▶ Aim:
Please pick out each line of the material below that contains the string "traffic", and copy those lines. Case counts.

═══ Dataset records

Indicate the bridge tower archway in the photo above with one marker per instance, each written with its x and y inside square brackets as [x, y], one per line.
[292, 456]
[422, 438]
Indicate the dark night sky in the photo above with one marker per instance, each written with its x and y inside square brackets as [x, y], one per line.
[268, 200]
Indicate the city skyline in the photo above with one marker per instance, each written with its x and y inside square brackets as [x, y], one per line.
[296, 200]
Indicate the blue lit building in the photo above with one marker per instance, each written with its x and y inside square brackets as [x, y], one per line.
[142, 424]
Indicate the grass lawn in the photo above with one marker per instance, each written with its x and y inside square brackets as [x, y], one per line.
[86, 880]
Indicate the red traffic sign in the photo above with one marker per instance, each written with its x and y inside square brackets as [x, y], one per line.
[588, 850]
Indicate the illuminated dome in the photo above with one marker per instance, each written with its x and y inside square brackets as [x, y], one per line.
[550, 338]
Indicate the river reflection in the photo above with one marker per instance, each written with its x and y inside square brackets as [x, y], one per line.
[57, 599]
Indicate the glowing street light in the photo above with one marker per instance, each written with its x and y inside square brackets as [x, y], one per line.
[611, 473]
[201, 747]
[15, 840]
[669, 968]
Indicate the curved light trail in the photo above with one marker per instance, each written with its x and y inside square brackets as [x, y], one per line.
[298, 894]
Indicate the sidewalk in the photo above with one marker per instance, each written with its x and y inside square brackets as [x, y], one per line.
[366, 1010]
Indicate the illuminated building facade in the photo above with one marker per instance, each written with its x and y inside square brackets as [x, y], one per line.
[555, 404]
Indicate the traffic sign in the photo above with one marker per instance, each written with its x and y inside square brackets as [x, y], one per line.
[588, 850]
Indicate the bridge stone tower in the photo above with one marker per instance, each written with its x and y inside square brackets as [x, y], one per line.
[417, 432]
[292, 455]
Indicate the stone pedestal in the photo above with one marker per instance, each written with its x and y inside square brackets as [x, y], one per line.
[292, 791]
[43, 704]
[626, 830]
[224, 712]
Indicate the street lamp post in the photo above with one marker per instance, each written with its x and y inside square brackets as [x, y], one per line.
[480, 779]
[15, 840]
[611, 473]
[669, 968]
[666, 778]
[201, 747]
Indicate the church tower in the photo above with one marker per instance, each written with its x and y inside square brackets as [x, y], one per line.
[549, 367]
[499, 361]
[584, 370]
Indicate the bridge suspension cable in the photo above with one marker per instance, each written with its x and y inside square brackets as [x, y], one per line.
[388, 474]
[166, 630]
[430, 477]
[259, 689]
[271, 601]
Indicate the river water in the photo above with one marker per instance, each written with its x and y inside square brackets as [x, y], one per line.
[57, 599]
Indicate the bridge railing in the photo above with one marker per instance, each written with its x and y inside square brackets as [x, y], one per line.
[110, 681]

══════
═══ Dataset records

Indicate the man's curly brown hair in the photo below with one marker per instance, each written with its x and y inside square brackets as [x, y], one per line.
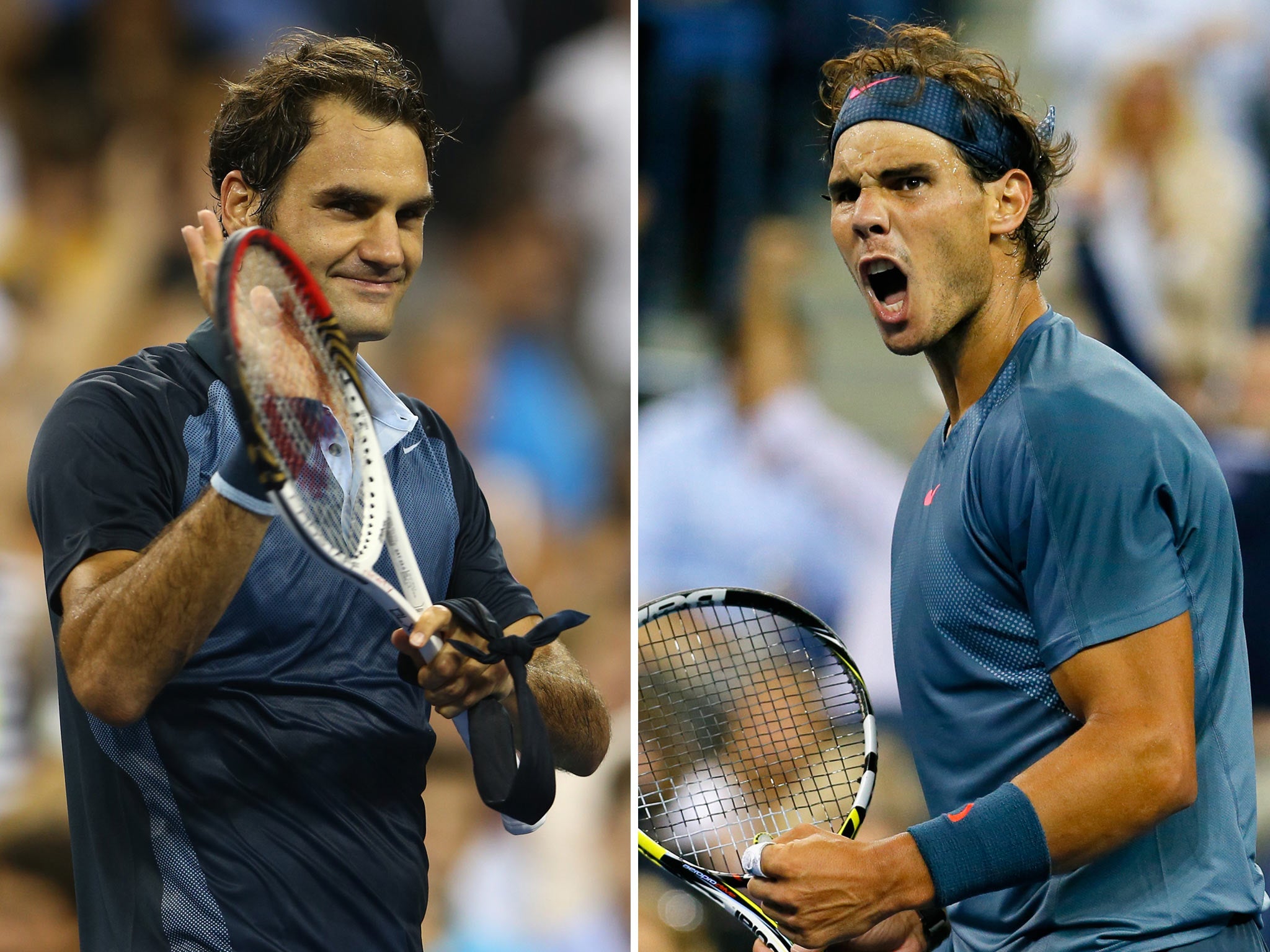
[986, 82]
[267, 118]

══════

▶ Completed exercise:
Indicate the red traffic sign in the photo above with one marker per instance, each written with its x and y inside square brackets as [x, y], one per line.
Indicate the traffic sign in the photo above with one marker per instance, each written with its x and y inside square brackets as [x, y], one per line.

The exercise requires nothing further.